**Your instructions:** Retype the complete listing exactly as it appears.

**Data for the task:**
⁂

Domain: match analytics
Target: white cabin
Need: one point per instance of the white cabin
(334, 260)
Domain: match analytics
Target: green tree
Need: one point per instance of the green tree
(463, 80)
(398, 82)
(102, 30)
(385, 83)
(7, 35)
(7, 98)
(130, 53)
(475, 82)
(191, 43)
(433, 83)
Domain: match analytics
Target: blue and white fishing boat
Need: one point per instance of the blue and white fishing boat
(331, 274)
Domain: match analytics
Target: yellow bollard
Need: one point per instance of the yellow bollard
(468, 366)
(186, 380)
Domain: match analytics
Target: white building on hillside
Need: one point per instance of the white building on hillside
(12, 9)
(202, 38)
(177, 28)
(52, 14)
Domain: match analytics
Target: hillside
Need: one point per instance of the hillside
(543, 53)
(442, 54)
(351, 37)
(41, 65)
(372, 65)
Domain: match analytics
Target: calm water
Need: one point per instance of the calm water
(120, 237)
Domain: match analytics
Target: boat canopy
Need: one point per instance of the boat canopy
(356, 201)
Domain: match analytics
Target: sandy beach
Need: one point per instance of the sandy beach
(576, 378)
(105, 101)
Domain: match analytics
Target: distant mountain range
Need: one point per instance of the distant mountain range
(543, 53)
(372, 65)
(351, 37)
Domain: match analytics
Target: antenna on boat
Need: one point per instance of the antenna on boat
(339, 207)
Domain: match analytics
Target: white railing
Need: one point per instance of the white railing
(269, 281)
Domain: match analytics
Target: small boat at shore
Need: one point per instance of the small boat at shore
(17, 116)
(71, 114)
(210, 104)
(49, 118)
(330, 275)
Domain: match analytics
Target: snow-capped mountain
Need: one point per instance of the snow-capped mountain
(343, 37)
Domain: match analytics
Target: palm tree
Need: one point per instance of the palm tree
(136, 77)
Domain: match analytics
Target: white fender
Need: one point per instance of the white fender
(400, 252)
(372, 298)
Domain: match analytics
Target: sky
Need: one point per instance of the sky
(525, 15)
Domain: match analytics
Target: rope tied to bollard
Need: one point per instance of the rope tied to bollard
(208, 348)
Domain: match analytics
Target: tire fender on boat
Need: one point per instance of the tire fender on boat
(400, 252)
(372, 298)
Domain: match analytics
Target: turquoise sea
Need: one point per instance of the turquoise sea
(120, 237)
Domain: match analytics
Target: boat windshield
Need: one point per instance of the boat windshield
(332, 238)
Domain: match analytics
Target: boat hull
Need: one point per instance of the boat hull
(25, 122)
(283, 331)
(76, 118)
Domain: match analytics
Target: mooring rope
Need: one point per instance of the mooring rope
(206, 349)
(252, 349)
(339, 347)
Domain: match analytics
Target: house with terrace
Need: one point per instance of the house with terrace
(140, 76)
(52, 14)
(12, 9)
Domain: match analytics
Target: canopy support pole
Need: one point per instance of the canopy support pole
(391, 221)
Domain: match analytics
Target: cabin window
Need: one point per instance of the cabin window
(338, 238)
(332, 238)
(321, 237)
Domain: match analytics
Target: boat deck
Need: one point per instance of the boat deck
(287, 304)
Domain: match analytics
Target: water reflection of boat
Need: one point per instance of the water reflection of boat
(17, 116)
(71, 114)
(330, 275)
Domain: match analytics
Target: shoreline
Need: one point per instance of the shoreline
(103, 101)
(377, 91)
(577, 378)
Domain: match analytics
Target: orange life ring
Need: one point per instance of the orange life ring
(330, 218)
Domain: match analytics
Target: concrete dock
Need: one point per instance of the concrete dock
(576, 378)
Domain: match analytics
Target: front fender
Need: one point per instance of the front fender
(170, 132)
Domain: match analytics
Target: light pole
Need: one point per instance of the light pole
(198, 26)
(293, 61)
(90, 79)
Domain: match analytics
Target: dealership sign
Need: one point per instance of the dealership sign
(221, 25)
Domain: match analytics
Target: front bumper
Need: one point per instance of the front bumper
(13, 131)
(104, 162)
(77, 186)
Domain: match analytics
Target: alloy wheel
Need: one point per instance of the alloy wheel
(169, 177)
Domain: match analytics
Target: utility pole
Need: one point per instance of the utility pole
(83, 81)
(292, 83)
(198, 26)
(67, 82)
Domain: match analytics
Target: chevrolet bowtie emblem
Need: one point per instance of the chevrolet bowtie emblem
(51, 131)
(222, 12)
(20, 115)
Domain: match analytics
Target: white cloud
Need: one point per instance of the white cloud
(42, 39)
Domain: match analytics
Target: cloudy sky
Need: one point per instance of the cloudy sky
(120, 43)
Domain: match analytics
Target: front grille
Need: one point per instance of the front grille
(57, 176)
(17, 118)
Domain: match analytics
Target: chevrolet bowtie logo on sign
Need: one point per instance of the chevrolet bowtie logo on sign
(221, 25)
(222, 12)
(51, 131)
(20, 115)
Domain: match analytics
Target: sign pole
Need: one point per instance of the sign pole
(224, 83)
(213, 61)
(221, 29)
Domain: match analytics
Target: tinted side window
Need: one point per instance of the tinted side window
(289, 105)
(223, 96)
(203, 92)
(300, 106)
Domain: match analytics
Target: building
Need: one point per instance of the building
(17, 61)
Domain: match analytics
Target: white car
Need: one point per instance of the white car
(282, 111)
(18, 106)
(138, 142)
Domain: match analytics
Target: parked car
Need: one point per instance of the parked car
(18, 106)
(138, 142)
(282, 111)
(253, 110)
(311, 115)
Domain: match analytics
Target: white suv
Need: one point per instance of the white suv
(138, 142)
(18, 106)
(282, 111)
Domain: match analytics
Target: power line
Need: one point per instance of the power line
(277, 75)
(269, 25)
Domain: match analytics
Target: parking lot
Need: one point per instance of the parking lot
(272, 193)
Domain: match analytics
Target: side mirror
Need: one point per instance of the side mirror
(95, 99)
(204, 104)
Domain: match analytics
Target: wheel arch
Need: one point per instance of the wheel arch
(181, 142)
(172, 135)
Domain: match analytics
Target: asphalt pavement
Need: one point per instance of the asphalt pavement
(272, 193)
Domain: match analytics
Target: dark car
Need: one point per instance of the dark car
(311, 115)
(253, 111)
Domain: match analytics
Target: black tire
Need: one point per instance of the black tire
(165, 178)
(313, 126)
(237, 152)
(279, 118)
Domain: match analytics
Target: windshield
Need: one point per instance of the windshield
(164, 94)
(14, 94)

⁂

**Correct response:**
Domain: match analytics
Target: white cabin
Need: one point per instance of the white cabin
(334, 260)
Domain: match analytics
Target: green tree
Need: one point per instance of the green tree
(463, 80)
(398, 82)
(102, 30)
(385, 83)
(7, 35)
(7, 98)
(130, 53)
(475, 82)
(191, 43)
(433, 83)
Domain: match analytics
Target: blue and white fishing boat
Need: one point per instance of the blue and white fishing boat
(331, 274)
Domain: match analytics
Target: yellow bollard
Need: one point per instance of the yellow bollard
(468, 366)
(186, 380)
Domain: match analytics
Target: white building on hillside
Need: one point per instance of the white building on hillside
(12, 9)
(202, 38)
(177, 28)
(52, 14)
Domain: match analytics
Target: hillside
Need: one point per instance of the hillside
(543, 53)
(442, 54)
(351, 37)
(41, 65)
(372, 65)
Domain: match analytics
Target: calm water
Need: one point per instance of the calm water
(120, 237)
Domain: match analytics
Target: boat canopy
Need: one point per instance of the boat canopy
(356, 201)
Domain: match analytics
Target: sandy beach
Need: one point per instance of the sandy beach
(576, 378)
(105, 101)
Domain: match analytics
Target: distant mountain range
Need: one point per instance of the distant mountain range
(543, 53)
(372, 65)
(351, 37)
Domain: match analytics
Target: antenna on boat
Need: one point per instance of the antenna on boat
(339, 207)
Domain: match analytics
Target: white railing
Need: one point per instance of the white railing
(269, 281)
Domain: match analytics
Target: small boat at shore
Need: one point per instance of the small boat at shore
(17, 116)
(71, 114)
(210, 104)
(49, 118)
(330, 275)
Domain: match analytics
Target: snow-capped mountain
Need: one point per instance of the snow-capped mountain
(343, 37)
Domain: match analytics
Target: palm tree
Need: one point per instance of the palm tree
(136, 77)
Domain: match analytics
Target: white fender
Need: one point per instance of the white fender
(400, 252)
(372, 298)
Domain: match analytics
Target: sky
Need: one point per instance of the sky
(525, 15)
Domain: match analytics
Target: rope tied to bollard
Need: one point per instance of the rope tied to bollard
(208, 348)
Domain: match analytics
Target: tire fender on boat
Need: one point per instance of the tire fender on boat
(400, 252)
(372, 298)
Domain: match analytics
Target: turquoise sea
Need: one point per instance of the turquoise sea
(120, 237)
Domain: match analytics
Target: boat windshield
Need: one point per instance of the boat windshield
(332, 238)
Domain: match analytics
Target: boat hull
Need: one point per instance of the boat hull
(25, 122)
(283, 331)
(76, 118)
Domain: match analytics
Target: mooring rope
Need: one point per instance of the mooring rope
(206, 349)
(252, 349)
(339, 347)
Domain: match analytics
Target: house with terrace
Need: one point per instance of the house with terrace
(140, 76)
(52, 14)
(12, 9)
Domain: match analytics
Target: canopy support pole
Need: one point per instance of the canopy support pole
(391, 221)
Domain: match analytics
Target: cabin window
Need: one point per instance of the cabin window
(338, 238)
(332, 238)
(321, 237)
Domain: match analytics
Target: boat deck
Need: one point per instance of the boat deck
(287, 304)
Domain: match analytics
Target: water reflection of boat
Need: one point per instance of the water reflection of boat
(17, 116)
(71, 114)
(330, 275)
Domain: match analytics
Target: shoreline
Need: one point per instance of the shoreline
(103, 101)
(377, 91)
(577, 378)
Domain: match analytics
Target: orange life ring
Need: one point per instance of the orange life ring
(330, 218)
Domain: match analytics
Target: concrete dock
Need: one point per instance of the concrete dock
(576, 378)
Domain: match analytics
Target: front fender
Need: one point per instance of the front fender
(170, 132)
Domain: match analytics
Target: light pole
Need: one point per instance of the light pole
(198, 26)
(293, 61)
(90, 79)
Domain: match analytics
Target: dealership sign
Need: one point per instance of the dealership sign
(221, 25)
Domain: match analytics
Target: front bumper
Need: one point per instance of the front bumper
(13, 131)
(104, 162)
(77, 186)
Domain: match analytics
Target: alloy wheel
Need: one point per instance of the alloy wheel
(169, 177)
Domain: match analytics
Target: utility pole
Need: one point per instance of the utility pole
(83, 81)
(292, 83)
(198, 26)
(67, 82)
Domain: match analytics
Target: chevrolet bowtie emblem
Need: one point per instance of the chevrolet bowtie emblem
(51, 131)
(222, 12)
(20, 115)
Domain: match analytics
Target: white cloud
Need: one point per instance of the white cloud
(42, 39)
Domain: match analytics
Target: cloudy sky
Need: one point per instance of the cloudy sky
(120, 43)
Domain: match analytics
Target: front grille
Need: one point per instance of the front grille
(57, 176)
(17, 118)
Domain: match analytics
Target: chevrolet bowtie logo on sign
Need: one point per instance of the chevrolet bowtie logo on sign
(221, 25)
(222, 12)
(51, 131)
(20, 115)
Domain: match analytics
Target: sign pole
Need: one point per instance of the sign pole
(224, 83)
(213, 61)
(221, 29)
Domain: match analytics
Target: tinted side window
Need: one point per instance of the tinted side window
(289, 105)
(223, 96)
(203, 92)
(300, 106)
Domain: match analytics
Target: building
Need: one point per instance of the building
(17, 61)
Domain: match analytics
Target: white car
Need: one point per instance of the white car
(282, 111)
(18, 106)
(138, 142)
Domain: match analytics
Target: parked car
Need: one point per instance of the parked car
(18, 106)
(138, 142)
(282, 111)
(253, 110)
(311, 115)
Domain: match analytics
Target: white suv
Need: one point per instance of the white suv
(138, 142)
(18, 106)
(282, 111)
Domain: match analytics
Target: power line
Need: one point per instance of the power line
(277, 75)
(269, 25)
Domain: match analytics
Target: parking lot
Need: one point per instance of the parking lot
(272, 193)
Domain: match analytics
Target: side mirror
Need: one point per instance of the side mirror
(95, 99)
(204, 104)
Domain: match analytics
Target: wheel arch
Need: one point per instance of the wheel arch
(181, 142)
(172, 135)
Domain: match analytics
Target: asphalt pavement
Need: one point per instance of the asphalt pavement
(272, 193)
Domain: match analytics
Target: dark car
Need: one point per instance of the dark car
(311, 115)
(253, 111)
Domain: match analytics
Target: black tire
Need: one point per instance of the black tire
(165, 178)
(313, 126)
(237, 152)
(279, 118)
Domain: match analytics
Target: windshield
Need: one point per instance of the windshield
(164, 94)
(14, 94)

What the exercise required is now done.